## SOURCE RECORDS
——————

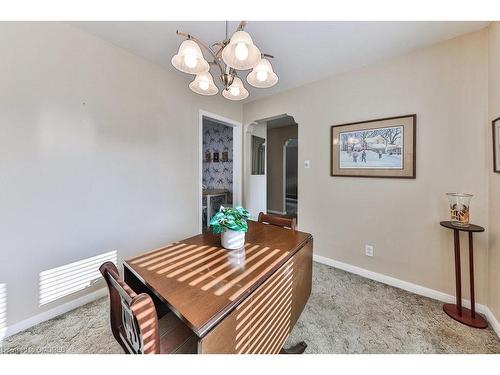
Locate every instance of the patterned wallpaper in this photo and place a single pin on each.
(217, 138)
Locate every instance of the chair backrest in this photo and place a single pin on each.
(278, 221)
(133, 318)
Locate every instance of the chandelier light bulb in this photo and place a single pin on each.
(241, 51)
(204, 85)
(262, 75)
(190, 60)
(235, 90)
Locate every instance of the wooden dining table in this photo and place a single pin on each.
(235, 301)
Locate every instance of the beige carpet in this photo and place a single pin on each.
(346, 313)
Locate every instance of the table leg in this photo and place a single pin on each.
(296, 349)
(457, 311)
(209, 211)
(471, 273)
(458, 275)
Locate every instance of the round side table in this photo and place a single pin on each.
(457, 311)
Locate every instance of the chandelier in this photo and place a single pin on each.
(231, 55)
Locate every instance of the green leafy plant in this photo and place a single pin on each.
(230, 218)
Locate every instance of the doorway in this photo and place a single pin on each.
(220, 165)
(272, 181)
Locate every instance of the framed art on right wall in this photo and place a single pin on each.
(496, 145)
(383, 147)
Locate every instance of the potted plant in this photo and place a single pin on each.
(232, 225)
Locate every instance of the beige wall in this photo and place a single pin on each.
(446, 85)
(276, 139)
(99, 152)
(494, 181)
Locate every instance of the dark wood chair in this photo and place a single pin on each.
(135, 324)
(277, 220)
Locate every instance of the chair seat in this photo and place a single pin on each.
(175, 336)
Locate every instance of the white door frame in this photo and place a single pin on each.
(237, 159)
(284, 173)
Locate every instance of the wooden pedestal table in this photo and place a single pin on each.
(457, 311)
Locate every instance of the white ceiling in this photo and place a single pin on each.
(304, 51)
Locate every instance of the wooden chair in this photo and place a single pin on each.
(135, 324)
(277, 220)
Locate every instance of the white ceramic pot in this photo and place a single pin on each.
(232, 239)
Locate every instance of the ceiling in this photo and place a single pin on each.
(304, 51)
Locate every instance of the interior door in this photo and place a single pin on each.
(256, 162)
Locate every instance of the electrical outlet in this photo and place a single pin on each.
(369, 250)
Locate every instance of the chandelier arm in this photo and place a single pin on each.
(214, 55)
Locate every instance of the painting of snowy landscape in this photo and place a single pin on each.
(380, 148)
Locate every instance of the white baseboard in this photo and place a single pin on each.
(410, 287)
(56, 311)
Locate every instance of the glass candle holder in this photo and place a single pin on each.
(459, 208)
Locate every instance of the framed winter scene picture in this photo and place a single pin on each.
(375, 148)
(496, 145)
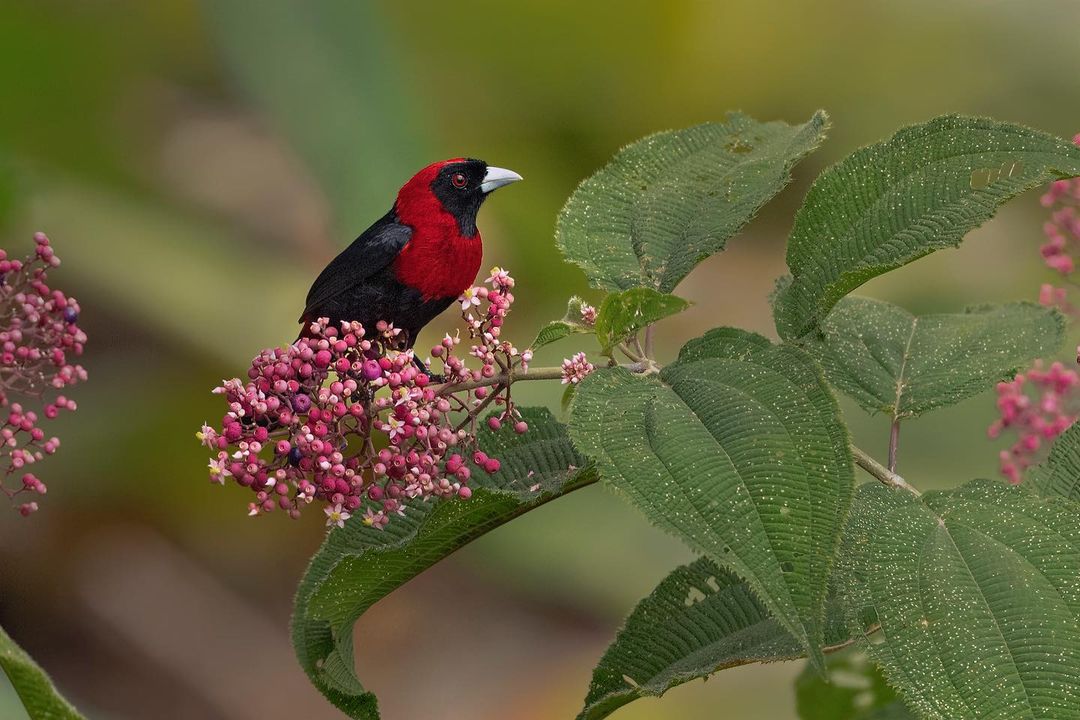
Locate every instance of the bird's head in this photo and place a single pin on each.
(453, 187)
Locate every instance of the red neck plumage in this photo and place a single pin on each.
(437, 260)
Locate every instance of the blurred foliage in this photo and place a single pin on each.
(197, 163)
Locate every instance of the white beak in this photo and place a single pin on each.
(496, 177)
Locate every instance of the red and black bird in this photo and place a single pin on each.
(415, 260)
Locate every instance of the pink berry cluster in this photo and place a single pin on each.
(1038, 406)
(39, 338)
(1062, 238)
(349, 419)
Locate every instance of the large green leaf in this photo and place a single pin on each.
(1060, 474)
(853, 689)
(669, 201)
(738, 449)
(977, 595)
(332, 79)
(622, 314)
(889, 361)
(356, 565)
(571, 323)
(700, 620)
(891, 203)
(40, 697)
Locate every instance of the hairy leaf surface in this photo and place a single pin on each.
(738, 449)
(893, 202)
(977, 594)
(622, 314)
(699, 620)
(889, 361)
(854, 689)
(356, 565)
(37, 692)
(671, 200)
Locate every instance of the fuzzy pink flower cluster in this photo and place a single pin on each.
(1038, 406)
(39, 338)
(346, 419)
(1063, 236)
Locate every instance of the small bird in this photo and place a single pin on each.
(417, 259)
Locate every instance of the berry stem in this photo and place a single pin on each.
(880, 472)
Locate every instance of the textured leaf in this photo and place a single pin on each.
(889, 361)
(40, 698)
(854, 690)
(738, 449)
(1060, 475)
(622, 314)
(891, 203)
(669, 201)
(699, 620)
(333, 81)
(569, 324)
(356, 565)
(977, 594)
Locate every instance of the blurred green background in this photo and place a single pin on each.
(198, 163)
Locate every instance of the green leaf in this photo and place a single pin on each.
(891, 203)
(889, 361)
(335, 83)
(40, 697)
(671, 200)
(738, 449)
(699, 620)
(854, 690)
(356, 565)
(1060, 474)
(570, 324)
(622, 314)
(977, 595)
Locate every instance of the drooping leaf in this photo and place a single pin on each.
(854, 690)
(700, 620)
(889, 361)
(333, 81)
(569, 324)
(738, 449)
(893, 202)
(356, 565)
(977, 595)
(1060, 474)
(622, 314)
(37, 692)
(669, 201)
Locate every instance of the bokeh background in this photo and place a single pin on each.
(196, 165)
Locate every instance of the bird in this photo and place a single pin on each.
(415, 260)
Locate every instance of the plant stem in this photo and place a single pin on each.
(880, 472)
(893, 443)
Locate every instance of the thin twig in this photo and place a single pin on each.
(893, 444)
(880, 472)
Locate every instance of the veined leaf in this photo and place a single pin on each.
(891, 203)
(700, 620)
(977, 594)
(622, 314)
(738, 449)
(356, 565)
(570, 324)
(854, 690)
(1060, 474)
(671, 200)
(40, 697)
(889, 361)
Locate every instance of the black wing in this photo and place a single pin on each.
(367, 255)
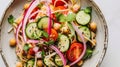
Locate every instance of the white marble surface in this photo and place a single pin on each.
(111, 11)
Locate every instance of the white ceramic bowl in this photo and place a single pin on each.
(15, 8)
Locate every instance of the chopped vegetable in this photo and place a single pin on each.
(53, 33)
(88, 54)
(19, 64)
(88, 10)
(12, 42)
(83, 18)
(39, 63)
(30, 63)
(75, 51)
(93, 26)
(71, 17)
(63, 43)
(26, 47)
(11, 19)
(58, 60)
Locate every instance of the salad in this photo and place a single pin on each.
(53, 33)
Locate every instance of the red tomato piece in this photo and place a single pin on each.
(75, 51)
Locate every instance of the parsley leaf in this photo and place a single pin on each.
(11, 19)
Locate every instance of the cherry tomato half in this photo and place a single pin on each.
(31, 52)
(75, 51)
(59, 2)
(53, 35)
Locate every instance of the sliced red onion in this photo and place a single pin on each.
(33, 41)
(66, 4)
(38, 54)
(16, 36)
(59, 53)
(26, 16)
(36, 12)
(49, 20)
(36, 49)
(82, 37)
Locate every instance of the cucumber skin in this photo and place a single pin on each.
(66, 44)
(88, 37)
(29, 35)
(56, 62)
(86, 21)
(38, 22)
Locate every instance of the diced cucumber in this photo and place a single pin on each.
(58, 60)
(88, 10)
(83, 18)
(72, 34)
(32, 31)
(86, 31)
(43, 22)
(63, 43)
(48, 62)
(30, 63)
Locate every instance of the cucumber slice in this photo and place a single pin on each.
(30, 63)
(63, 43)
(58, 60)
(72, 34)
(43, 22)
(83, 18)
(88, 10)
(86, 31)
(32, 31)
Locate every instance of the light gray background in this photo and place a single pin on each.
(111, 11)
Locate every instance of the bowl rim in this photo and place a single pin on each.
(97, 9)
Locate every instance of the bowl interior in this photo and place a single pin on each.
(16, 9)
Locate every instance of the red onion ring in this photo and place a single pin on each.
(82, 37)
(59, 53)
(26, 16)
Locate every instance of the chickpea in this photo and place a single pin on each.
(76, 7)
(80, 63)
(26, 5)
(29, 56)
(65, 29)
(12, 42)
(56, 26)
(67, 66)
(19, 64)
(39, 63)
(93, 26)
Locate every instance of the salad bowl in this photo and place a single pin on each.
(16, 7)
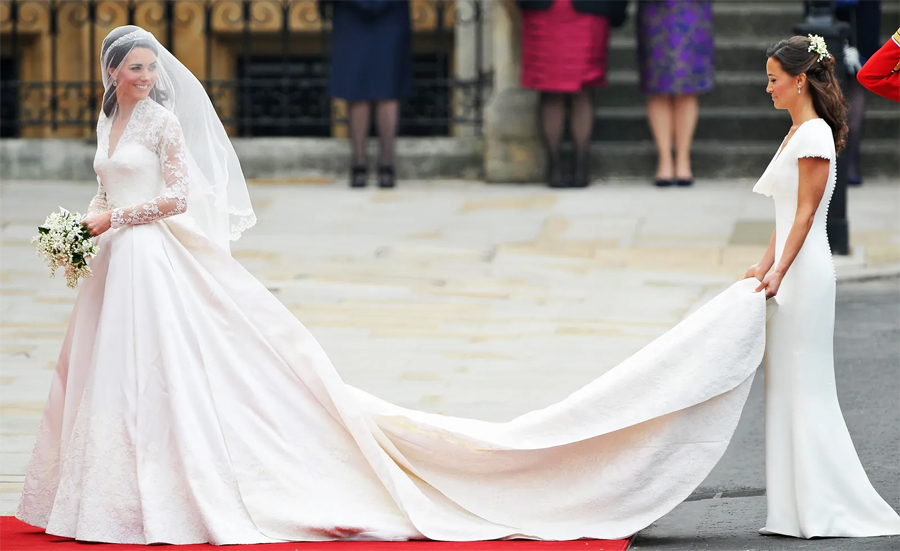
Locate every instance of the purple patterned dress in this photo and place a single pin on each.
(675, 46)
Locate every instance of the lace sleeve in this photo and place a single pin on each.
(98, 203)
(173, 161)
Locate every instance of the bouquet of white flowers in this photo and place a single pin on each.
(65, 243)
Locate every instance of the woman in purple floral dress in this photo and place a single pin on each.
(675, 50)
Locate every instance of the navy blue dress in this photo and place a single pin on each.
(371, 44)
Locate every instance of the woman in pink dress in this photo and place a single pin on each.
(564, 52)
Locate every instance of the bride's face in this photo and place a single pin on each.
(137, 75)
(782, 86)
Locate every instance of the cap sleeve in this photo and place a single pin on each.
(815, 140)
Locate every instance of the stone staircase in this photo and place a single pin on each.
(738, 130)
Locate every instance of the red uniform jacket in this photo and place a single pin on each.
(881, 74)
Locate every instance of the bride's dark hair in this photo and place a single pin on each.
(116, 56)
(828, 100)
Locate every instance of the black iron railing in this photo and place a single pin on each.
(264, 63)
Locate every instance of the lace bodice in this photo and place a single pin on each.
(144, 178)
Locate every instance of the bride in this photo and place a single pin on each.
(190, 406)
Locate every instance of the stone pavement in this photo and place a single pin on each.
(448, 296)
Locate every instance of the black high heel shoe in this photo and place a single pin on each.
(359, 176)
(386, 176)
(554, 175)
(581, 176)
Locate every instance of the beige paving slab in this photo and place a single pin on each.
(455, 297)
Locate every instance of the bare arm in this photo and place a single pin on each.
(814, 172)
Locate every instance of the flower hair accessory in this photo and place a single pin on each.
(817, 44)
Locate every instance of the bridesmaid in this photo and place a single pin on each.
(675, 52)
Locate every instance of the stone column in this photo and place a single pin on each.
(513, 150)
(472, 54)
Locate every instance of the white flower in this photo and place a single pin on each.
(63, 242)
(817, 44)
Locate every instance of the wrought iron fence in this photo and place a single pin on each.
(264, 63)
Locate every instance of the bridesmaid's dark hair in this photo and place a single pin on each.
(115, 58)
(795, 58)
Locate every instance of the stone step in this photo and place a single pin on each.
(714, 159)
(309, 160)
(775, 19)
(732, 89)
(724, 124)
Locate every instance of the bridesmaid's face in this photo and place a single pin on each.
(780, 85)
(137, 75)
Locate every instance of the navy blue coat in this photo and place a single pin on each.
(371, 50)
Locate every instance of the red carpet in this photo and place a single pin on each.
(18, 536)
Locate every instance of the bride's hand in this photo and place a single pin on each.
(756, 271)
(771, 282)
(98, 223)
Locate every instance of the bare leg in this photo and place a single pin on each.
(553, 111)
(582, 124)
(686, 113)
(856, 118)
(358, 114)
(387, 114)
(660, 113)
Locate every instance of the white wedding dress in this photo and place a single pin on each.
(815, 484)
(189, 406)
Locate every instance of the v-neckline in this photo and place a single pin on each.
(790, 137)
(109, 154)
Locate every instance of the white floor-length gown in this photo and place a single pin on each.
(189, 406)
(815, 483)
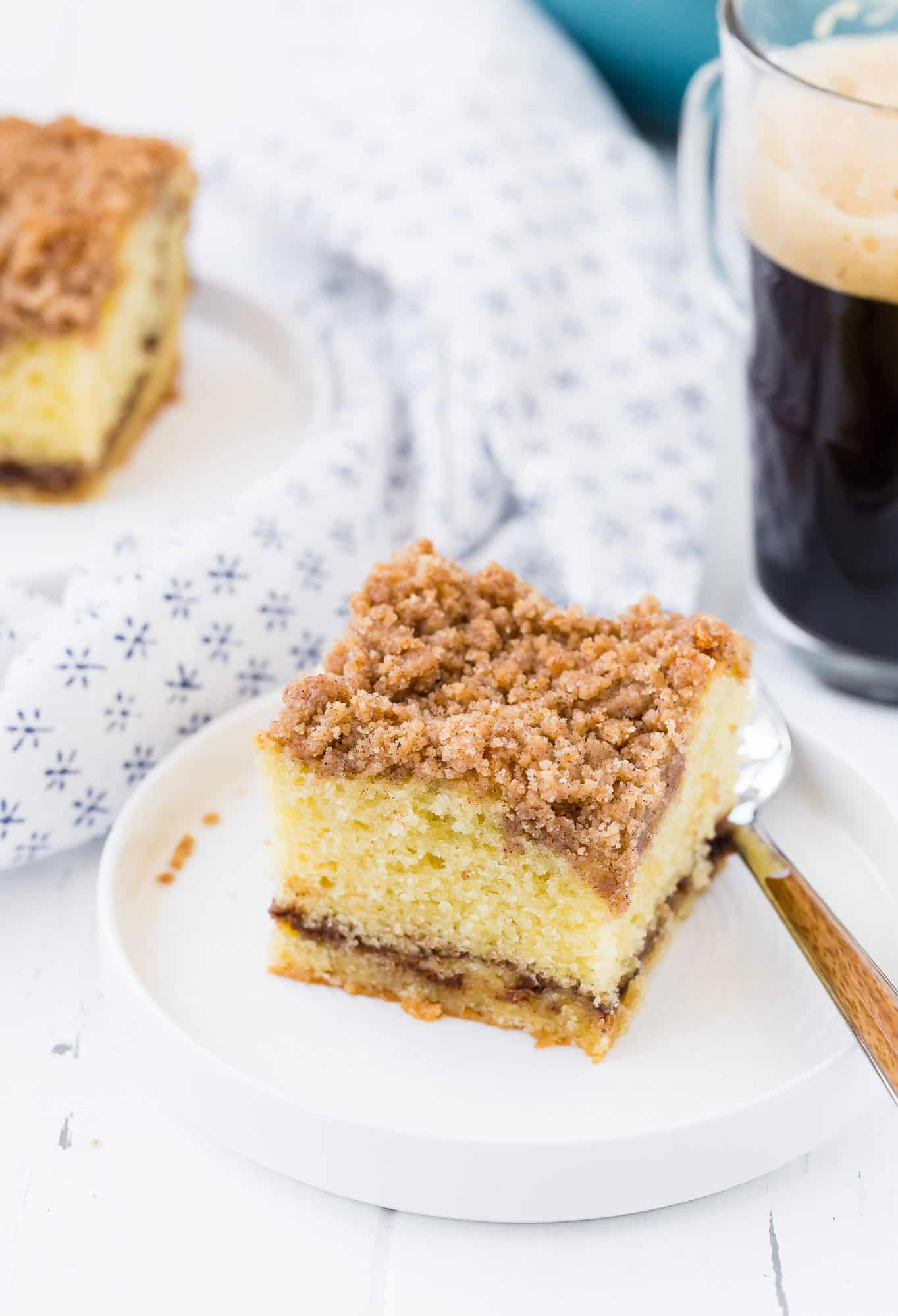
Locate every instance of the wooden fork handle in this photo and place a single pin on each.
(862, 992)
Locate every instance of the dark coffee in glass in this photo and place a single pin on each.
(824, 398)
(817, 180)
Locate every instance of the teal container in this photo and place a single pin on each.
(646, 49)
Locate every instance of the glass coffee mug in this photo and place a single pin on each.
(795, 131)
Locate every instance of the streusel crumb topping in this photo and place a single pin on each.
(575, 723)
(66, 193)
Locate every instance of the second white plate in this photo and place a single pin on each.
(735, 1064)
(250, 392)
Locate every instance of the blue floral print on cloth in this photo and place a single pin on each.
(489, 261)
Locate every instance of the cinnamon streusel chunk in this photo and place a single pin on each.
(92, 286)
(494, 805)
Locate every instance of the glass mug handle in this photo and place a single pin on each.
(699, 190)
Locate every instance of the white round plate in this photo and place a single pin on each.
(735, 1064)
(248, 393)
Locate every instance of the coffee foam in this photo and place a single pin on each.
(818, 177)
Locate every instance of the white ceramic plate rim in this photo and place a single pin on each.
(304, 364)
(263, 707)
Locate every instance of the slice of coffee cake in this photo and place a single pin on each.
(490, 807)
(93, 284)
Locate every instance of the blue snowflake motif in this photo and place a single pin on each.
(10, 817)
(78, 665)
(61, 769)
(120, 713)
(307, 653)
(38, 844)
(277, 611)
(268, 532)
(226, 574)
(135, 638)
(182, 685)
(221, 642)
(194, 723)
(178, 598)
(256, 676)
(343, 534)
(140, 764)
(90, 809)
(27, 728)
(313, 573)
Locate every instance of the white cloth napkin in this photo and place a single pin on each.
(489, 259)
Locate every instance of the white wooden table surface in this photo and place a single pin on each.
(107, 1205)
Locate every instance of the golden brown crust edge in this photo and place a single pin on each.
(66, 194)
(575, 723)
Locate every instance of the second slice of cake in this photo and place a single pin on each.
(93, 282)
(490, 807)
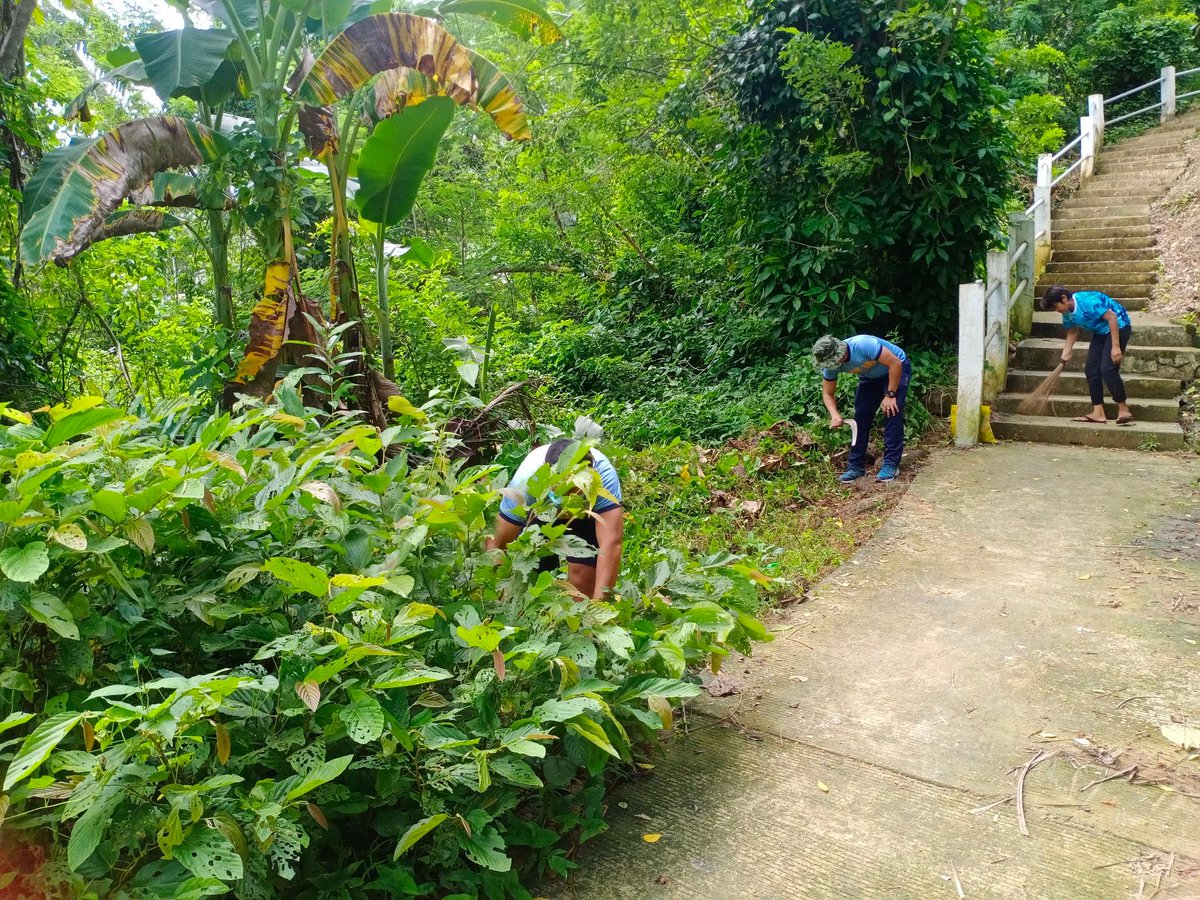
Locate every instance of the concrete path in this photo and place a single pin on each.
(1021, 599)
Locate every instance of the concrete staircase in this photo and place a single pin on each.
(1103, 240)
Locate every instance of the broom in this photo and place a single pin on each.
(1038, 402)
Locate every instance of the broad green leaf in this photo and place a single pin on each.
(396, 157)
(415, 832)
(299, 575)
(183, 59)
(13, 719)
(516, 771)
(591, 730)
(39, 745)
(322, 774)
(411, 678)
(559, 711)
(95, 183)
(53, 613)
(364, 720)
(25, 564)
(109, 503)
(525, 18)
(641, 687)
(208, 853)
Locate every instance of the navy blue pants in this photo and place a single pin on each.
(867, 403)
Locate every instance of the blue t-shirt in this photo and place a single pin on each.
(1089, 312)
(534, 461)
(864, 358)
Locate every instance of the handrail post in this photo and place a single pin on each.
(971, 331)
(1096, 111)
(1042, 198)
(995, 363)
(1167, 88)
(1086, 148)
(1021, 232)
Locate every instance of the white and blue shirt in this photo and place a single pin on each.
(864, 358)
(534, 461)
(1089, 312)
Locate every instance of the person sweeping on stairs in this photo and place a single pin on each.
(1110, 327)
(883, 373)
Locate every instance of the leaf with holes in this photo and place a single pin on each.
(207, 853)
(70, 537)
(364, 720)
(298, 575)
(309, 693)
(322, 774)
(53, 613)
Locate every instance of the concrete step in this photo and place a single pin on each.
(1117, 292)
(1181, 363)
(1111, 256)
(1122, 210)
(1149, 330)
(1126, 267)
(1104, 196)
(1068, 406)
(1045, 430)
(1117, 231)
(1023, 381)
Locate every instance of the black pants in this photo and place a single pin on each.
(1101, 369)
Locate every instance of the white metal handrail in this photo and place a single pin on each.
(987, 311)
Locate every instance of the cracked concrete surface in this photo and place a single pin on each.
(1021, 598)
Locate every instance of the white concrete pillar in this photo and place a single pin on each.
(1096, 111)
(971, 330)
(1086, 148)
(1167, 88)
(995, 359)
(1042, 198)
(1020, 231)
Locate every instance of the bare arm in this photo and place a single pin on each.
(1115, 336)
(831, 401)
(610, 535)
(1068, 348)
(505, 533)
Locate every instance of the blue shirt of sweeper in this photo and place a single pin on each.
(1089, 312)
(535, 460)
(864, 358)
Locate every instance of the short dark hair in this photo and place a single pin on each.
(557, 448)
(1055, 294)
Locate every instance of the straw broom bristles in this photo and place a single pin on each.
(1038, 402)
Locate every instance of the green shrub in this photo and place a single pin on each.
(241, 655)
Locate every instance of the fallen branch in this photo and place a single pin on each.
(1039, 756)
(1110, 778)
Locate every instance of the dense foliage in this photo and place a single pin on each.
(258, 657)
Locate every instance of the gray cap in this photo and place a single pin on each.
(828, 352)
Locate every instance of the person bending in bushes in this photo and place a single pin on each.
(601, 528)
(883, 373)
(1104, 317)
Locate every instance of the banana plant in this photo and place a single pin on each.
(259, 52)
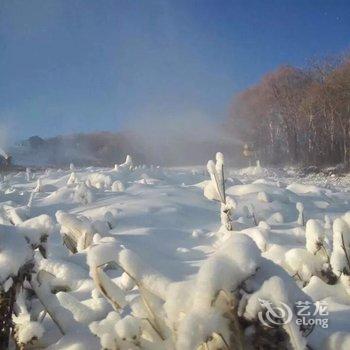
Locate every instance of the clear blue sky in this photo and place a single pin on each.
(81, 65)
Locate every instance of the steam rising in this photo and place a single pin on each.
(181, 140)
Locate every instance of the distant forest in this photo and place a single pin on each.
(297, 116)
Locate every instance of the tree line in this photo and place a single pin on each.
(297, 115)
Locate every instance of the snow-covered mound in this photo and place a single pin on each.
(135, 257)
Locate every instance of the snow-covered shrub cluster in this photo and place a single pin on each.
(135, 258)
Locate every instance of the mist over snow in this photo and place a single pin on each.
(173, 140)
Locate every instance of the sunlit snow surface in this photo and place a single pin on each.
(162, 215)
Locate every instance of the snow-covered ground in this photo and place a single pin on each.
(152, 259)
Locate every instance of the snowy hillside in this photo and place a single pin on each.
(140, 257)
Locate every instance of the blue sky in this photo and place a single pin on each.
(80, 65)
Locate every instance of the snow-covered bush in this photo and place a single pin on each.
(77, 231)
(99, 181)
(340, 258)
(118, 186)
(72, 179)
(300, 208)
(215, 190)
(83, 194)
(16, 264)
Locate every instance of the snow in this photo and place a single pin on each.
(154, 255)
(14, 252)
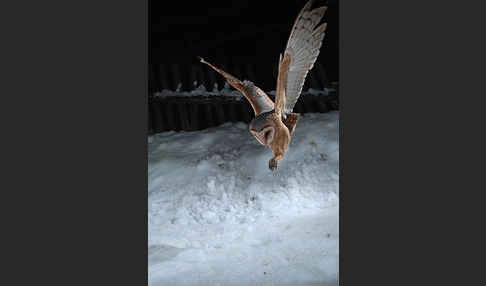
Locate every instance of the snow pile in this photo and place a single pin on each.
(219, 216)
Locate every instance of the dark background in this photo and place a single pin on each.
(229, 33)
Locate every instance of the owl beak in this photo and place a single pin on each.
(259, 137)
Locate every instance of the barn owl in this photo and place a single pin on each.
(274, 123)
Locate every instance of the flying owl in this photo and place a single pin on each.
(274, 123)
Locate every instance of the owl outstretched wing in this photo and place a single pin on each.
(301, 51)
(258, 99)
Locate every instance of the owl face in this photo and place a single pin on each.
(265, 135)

——————

## REQUIREMENT
Locate the line that contains "Locate every instance of the snow pile", then please quote it and every line after it to the end of the entries above, exactly and with nothing else.

## SOLUTION TO THIS EXERCISE
Locate every instance of the snow pile in this photo and place a single pin on each.
(219, 216)
Locate every instance of the dark background in this photo and place a single pin on each.
(229, 33)
Locate every instance of the owl beak in this photo and place a single pin on each.
(259, 137)
Locate every instance of the barn owl in this photo and place a single pin on each.
(274, 123)
Locate every instance of the flying owl in this photo and place a single pin on each.
(274, 123)
Locate every instance of the owl outstretched wing in this photo and place a single pin on each.
(301, 51)
(258, 99)
Locate every instance of the owl face in this photo and place a single pin on each.
(265, 135)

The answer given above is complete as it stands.